EXERCISE REQUIREMENTS:
Somewhere below is a line with "Where can the guitar body" and, later, a line with "Where can the blue"; repeat those two lines and all the lines between them, exactly as they are.

(RECORDS SHOWN Opens)

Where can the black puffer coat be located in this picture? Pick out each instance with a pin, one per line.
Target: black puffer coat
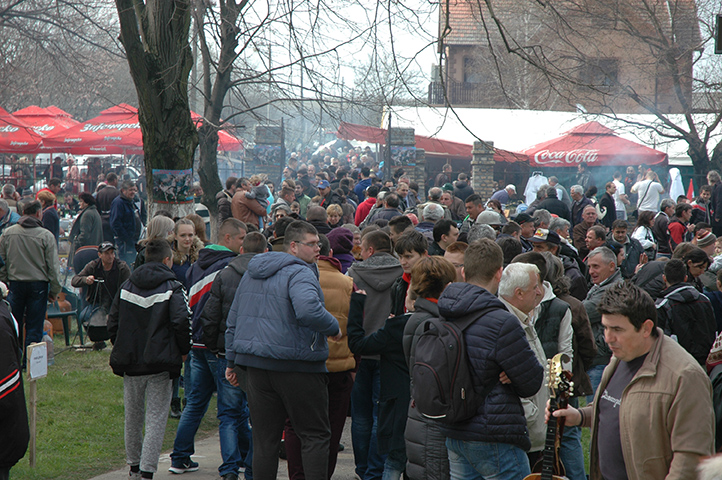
(425, 443)
(149, 323)
(394, 396)
(688, 314)
(14, 431)
(219, 303)
(495, 343)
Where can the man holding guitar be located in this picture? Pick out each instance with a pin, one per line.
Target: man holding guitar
(652, 414)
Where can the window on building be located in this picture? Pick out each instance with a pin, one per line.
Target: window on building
(600, 72)
(472, 71)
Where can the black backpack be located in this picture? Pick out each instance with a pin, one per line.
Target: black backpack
(442, 385)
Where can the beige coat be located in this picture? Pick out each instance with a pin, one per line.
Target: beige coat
(666, 416)
(337, 289)
(533, 406)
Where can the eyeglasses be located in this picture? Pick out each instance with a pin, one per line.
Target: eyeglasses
(311, 244)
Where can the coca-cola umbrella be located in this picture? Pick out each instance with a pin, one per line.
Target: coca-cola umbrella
(16, 136)
(44, 120)
(595, 144)
(115, 131)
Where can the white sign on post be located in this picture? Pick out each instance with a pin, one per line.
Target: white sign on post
(37, 360)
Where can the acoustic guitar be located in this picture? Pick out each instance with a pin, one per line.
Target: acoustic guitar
(550, 466)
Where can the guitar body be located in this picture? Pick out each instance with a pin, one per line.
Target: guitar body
(538, 476)
(549, 466)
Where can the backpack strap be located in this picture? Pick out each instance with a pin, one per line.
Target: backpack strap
(465, 322)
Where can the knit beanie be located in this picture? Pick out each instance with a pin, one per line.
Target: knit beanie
(715, 354)
(707, 240)
(341, 240)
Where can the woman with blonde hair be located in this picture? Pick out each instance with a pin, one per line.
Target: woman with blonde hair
(200, 227)
(335, 216)
(159, 226)
(186, 245)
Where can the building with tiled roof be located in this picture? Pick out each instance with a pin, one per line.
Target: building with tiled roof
(598, 54)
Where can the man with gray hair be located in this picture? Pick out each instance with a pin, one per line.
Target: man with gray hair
(660, 228)
(479, 231)
(541, 195)
(520, 290)
(8, 218)
(578, 204)
(542, 218)
(603, 272)
(562, 193)
(431, 214)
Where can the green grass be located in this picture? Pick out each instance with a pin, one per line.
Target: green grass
(80, 419)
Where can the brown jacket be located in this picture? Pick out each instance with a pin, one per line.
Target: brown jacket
(245, 209)
(337, 289)
(666, 416)
(583, 345)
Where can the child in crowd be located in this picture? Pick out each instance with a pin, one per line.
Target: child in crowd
(259, 192)
(149, 325)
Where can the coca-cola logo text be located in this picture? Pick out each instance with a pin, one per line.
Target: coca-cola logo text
(546, 157)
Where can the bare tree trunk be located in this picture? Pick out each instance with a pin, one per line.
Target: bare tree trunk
(214, 94)
(155, 37)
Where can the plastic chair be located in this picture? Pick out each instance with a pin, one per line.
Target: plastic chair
(54, 312)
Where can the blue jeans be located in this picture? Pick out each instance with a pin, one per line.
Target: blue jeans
(595, 375)
(364, 419)
(394, 465)
(486, 461)
(207, 376)
(29, 301)
(571, 452)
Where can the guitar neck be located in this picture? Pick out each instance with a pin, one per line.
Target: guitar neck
(550, 452)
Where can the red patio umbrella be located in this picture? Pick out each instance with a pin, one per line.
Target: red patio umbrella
(16, 136)
(115, 131)
(45, 121)
(595, 144)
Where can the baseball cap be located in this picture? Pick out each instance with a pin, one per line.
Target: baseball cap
(544, 235)
(105, 246)
(523, 218)
(488, 217)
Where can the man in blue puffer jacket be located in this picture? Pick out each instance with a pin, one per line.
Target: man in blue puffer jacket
(277, 329)
(492, 444)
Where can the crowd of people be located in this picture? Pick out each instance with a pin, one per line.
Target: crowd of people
(307, 309)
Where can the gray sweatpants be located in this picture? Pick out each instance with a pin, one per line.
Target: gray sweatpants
(147, 399)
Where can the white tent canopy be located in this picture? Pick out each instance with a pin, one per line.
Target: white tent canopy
(517, 130)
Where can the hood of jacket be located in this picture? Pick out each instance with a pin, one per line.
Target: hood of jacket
(266, 265)
(379, 271)
(29, 222)
(682, 293)
(461, 299)
(240, 263)
(211, 254)
(150, 275)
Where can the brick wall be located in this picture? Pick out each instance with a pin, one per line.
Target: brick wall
(482, 169)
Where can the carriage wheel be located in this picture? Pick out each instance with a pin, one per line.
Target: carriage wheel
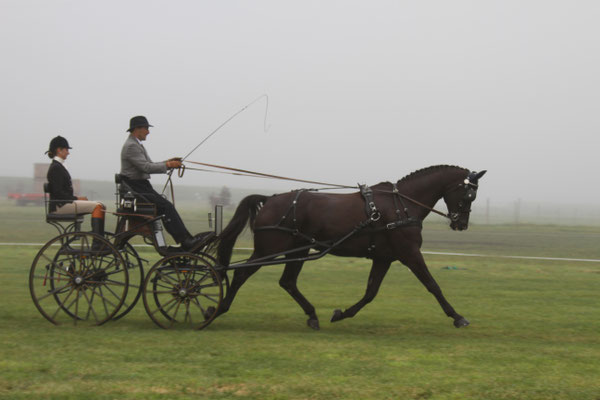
(222, 272)
(183, 290)
(74, 279)
(135, 267)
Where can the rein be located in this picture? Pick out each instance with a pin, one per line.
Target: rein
(244, 172)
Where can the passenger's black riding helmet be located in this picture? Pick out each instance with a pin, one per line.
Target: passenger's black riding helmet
(58, 142)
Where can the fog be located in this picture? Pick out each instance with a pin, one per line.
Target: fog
(358, 91)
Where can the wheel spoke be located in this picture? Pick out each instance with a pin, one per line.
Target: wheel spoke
(173, 320)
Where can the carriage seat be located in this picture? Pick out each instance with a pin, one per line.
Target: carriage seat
(53, 217)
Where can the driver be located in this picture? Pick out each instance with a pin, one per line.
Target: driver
(136, 167)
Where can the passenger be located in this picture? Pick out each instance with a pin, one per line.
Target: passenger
(62, 200)
(136, 167)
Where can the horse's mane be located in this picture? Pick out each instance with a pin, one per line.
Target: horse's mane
(426, 171)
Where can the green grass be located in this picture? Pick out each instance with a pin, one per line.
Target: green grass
(533, 333)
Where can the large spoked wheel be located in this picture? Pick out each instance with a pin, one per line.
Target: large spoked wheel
(183, 290)
(135, 267)
(78, 277)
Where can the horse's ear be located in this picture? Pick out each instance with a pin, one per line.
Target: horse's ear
(474, 176)
(480, 174)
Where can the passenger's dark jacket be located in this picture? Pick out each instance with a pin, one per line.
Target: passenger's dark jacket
(61, 186)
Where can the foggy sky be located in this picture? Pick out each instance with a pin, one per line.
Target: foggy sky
(359, 91)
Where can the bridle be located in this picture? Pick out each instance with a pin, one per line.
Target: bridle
(464, 204)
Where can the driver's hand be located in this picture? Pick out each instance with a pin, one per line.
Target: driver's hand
(174, 163)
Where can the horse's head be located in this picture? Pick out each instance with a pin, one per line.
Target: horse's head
(458, 199)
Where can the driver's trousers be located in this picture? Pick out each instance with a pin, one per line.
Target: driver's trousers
(172, 221)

(RECORDS SHOWN Closes)

EXPECTED OUTPUT:
Where can the guitar body be located in this picture? Pick out each instance with a pin, one per line.
Target: guitar body
(538, 476)
(549, 466)
Where can the backpack strap be located in this picture? Pick out each instance with a pin, one per line.
Target: backpack strap
(465, 322)
Where can the knit beanie be located in this picture? Pick out each instance with a pin, one per line.
Target: knit beanie
(715, 354)
(707, 240)
(341, 240)
Where can the woman with blonde hair be located in this picture? Pick out each instance with a pin, one per line.
Target: woman with blonde hair
(200, 227)
(335, 216)
(159, 226)
(186, 245)
Where can the building with tiled roof be located in this picture? Pick out each instance with a pin, one per line.
Target: building with tiled roof
(598, 54)
Where can the man with gray hair be located in this picture? Pick out each instance with a pin, one per line.
Target: man with gray hair
(660, 228)
(479, 231)
(541, 195)
(520, 290)
(8, 218)
(578, 204)
(542, 218)
(603, 272)
(562, 193)
(431, 214)
Where can the green grass be located in this picture? Pick out each instance with a pin, one per line.
Target: green grass
(80, 419)
Where can the brown jacket be located in this picture? Pick out each instance with a pin, one per line.
Target: brown jacket
(245, 209)
(337, 289)
(666, 416)
(583, 345)
Where can the child in crowd be located in this picture? Pick out each instance with a pin, one per line.
Target: child in crowd
(259, 192)
(149, 325)
Where can the coca-cola logo text be located in this picture? Pick out each instance with a pin, one per line.
Target: coca-cola logo text
(546, 157)
Where can the bare tree trunk be located in this picture? Pick out each instance with a pin, one per line.
Target: bare tree trunk
(214, 94)
(155, 37)
Where can the plastic chair be located in this picture? Pick out each instance with a pin, one per line.
Target: plastic chair
(54, 312)
Where can the blue jeans be located in this picture? Pick out each instance with a pin, one per line.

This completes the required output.